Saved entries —
========================================================================

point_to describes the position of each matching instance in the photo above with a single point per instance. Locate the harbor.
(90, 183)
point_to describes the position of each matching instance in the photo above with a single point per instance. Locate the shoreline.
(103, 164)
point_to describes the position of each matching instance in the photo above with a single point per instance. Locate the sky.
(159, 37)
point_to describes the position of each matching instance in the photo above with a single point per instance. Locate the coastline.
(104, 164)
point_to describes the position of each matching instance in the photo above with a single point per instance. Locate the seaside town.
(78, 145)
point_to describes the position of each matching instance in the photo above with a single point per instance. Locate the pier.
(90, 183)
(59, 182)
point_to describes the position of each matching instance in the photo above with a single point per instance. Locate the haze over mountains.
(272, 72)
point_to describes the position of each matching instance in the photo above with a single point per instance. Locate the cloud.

========================================================================

Task objective —
Write out the lines from the one containing "Locate the sky." through the last line of the records above. Include both of those lines and nothing else.

Written solution —
point_to describes the position of each matching instance in the photo above with a single point per instance. Locate the sky.
(159, 37)
point_to describes the position of each matching instance in the photo above with a single point per instance. Locate the coastline.
(104, 164)
point_to describes the position of each matching instance in the photo above with a single point per instance. Locate the seaside town.
(78, 145)
point_to describes the position of each matching instance in the photo above with a single point per instance. Locate the pier.
(90, 183)
(59, 182)
point_to describes the position of each matching instance in the photo above with a single point per instance. Locate the haze over mountains.
(272, 72)
point_to describes the position of each matching instance in the photo above with a single point per instance. Locate the cloud.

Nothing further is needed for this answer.